Location labeling records:
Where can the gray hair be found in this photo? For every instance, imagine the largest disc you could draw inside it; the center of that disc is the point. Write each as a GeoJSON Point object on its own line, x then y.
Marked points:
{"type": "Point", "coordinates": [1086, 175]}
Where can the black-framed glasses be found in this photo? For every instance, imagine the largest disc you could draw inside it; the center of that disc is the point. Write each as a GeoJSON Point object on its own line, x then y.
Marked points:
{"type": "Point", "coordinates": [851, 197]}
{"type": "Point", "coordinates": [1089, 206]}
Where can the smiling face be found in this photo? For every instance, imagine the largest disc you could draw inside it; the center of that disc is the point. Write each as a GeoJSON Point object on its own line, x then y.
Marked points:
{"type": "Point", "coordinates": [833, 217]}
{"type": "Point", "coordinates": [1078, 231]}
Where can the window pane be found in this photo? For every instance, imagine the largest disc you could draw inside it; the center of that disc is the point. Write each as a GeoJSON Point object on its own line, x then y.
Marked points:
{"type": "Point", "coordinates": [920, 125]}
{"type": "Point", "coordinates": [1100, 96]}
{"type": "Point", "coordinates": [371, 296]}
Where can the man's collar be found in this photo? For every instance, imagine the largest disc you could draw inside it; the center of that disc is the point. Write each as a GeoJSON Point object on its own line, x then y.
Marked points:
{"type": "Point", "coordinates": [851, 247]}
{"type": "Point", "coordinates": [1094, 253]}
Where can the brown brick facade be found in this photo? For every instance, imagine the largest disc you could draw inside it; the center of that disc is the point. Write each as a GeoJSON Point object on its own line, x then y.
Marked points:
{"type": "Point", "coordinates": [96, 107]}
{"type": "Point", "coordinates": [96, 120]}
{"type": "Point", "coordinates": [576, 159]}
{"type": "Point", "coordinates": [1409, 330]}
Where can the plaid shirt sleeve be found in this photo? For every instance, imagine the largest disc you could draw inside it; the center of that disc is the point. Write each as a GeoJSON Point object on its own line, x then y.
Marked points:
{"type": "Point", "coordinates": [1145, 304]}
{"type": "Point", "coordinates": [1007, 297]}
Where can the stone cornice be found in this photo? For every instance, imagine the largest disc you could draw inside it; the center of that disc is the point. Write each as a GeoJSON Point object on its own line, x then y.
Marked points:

**STATED PROBLEM:** From the listing above, extract all records word for word.

**EXERCISE RESPONSE:**
Where can the gray hair be found in this photo? For every instance, imagine the largest disc you could draw inside it; the center of that disc is the point. Write each as a GeoJSON Point object on its own line, x then y.
Marked points:
{"type": "Point", "coordinates": [1086, 175]}
Where can the black-framed glasses be found in this photo? For every instance, imagine the largest disc you could draw inside it; the center of that disc is the point. Write each as a GeoJSON Point object on its own line, x then y.
Marked points:
{"type": "Point", "coordinates": [851, 197]}
{"type": "Point", "coordinates": [1089, 206]}
Where can the smiling face be found in this photo? For every instance, imagine the largest disc you could draw inside it; the center of that disc is the point. Write each as a GeoJSON Point object on its own line, x then y.
Marked points:
{"type": "Point", "coordinates": [833, 217]}
{"type": "Point", "coordinates": [1078, 231]}
Where can the window pane be found in this photo? For every instance, imagine the largest disc you could draw inside it; the center of that disc is the point. Write each as a GeoJSON Point object on its own line, x then y.
Marked points:
{"type": "Point", "coordinates": [920, 125]}
{"type": "Point", "coordinates": [1100, 96]}
{"type": "Point", "coordinates": [371, 296]}
Where can the man's collar be found in this photo? For every instance, imagine the largest disc you could draw inside it; the center of that disc is the point. Write each as a GeoJSON Point object on its own line, x then y.
Marked points:
{"type": "Point", "coordinates": [851, 247]}
{"type": "Point", "coordinates": [1094, 253]}
Where can the brown brick facade be found in this photo? For every instance, imagine the largest disc you could draw inside it; the center of that disc is the point. Write each as a GeoJSON Point object on its own line, x then y.
Marked points:
{"type": "Point", "coordinates": [96, 107]}
{"type": "Point", "coordinates": [96, 120]}
{"type": "Point", "coordinates": [576, 159]}
{"type": "Point", "coordinates": [1409, 330]}
Where can the plaid shirt sleeve be found in this photo? For every instance, imagine the largest disc you could draw inside it; the center of that disc is the point. Write each as a GeoJSON Point object on its own line, x then y.
Marked points:
{"type": "Point", "coordinates": [1145, 304]}
{"type": "Point", "coordinates": [1007, 297]}
Where can the stone cornice be found in this photo? For every instance, imagine the largest disc you could draw inside it; the center of that disc is the point. Write each as a GeoJSON Point object on its own line, x then y.
Marked points:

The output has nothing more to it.